Texto fornecido
┏━━

Tarifas de Trump ‘ceifam’ produtores de milho em Portugal
Guerra comercial entre EUA, México e China já está a provocar “instabilidade e volatilidade” nos mercados. Aumenta a pressão para Portugal reforçar autoaprovisionamento no milho, que é de apenas 25%.
A imposição de tarifas aduaneiras por parte da nova administração americana, liderada por Donald Trump, é uma nova ameaça para o negócio dos produtores de milho em Portugal, que falam num “fator potenciador de enorme instabilidade e volatilidade nos mercados mundiais de commodities agrícolas” e que reforça a urgência de “implementar todos os mecanismos que possam contribuir para o reforço do grau de autoaprovisionamento” do país.
Portugal tem um grau de autoaprovisionamento em milho de cerca de 25%, o que coloca o país entre os Estados-membros da União Europeia mais desprotegidos – só os Países Baixos, Chipre e Malta têm uma percentagem inferior. E igualmente “face à situação geopolítica que se vive em certas latitudes, algumas das quais na fronteira do espaço europeu”, como é o caso da guerra na Ucrânia, o presidente da Associação Nacional dos Produtores de Milho e Sorgo (ANPROMIS) alerta que é “extremamente perigosa esta excessiva exposição face ao exterior”.
Em declarações ao ECO, Jorge Neves dá o exemplo do México, que é o maior importador de milho a nível mundial e que até agora supria a totalidade das suas necessidades dos EUA, podendo esta guerra tarifária entre ambos levar os mexicanos a deslocar as aquisições para o Brasil. “Esta possível alteração radical de compras criará necessariamente um excesso de procura que, numa primeira fase, afetará todos os clientes já habituais do Brasil, entre os quais Portugal e Espanha”, detalha.

┗━━

Informação fornecida
┏━━

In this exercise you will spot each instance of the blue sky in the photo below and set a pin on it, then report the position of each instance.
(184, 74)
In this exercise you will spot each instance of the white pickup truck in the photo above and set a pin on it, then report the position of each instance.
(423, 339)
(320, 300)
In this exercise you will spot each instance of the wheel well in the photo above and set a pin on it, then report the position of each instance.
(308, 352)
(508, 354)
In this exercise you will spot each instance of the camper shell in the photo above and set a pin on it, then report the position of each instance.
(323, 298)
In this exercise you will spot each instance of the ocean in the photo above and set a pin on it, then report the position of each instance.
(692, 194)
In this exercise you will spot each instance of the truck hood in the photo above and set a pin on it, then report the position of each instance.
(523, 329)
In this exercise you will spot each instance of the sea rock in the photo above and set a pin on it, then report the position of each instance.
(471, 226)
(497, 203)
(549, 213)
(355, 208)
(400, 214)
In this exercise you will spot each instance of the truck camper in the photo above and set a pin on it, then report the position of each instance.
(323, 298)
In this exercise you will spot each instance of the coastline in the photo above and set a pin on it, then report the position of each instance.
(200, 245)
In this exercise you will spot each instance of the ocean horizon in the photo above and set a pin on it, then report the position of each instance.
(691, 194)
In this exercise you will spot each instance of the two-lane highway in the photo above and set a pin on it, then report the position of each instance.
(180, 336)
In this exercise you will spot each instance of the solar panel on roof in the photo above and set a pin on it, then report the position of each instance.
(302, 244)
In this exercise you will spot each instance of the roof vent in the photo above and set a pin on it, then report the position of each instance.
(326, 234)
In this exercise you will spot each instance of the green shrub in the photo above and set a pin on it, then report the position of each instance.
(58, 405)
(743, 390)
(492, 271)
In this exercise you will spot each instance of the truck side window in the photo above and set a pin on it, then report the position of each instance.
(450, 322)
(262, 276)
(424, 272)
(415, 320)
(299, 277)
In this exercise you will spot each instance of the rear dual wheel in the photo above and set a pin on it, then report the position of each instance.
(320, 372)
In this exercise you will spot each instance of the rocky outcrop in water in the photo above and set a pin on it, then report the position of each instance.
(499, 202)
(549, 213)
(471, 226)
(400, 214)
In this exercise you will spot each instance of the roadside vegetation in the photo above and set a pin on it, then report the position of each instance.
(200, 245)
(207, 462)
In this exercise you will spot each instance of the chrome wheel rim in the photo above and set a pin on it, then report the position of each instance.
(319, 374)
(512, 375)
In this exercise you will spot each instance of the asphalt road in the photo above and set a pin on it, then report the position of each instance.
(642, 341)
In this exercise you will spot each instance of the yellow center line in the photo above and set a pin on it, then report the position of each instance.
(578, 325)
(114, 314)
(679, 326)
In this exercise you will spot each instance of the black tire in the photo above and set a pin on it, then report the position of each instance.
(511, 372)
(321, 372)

┗━━

Instrução escrita 1
Traduz para inglês a seguinte frase do texto sobre as tarifas e o milho: "Portugal tem um grau de autoaprovisionamento em milho de cerca de 25%, o que coloca o país entre os Estados-membros da União Europeia mais desprotegidos – só os Países Baixos, Chipre e Malta têm uma percentagem inferior."
Instrução escrita 2
Indica, por favor, se cada afirmação concorda com o texto sobre as tarifas e o milho, respondendo sim ou não e citando as palavras do texto que o decidem.
(a) O México é o maior importador de milho a nível mundial.
(b) Chipre tem um grau de autoaprovisionamento em milho superior ao de Portugal.
(c) Até agora, o México comprava parte do seu milho ao Brasil.
Instrução escrita 3
Prossegue o texto sobre as tarifas e os produtores de milho a partir do ponto onde termina.

Resposta escrita 1
Portugal has a degree of self-sufficiency in corn of about 25%, which places the country among the most unprotected Member States of the European Union – only the Netherlands, Cyprus and Malta have a lower percentage.

Resposta escrita 2
(a) Sim: "o México, que é o maior importador de milho a nível mundial".
(b) Não: "só os Países Baixos, Chipre e Malta têm uma percentagem inferior".
(c) Não: "até agora supria a totalidade das suas necessidades dos EUA".

Resposta escrita 3
Estas violentas alterações dos fluxos comerciais trarão, inevitavelmente, instabilidade e volatilidade aos mercados no curto prazo.
Situação idêntica deverá acontecer com a subida das tarifas aduaneiras impostas à China pelo republicano que sucedeu a Joe Biden na Casa Branca. Agravado pelo facto de a gigante economia asiática ser a maior importadora mundial de soja. Atento a estas movimentações, o porta-voz do setor descreve que “neste momento, como precaução e reação a decisões unilaterais dos EUA, a China já desviou importantes aquisições de soja para o Brasil”.
“Estas violentas alterações dos fluxos comerciais trarão, inevitavelmente, instabilidade e volatilidade aos mercados no curto prazo (…). É tudo o que qualquer produtor agrícola, incluindo os produtores de milho portugueses, não necessita”, resume o líder da ANPROMIS, que esta terça-feira organiza na Figueira da Foz o 12.º Colóquio Nacional do Milho, em que é aguardada a participação de perto de 600 agricultores e técnicos de todo o país.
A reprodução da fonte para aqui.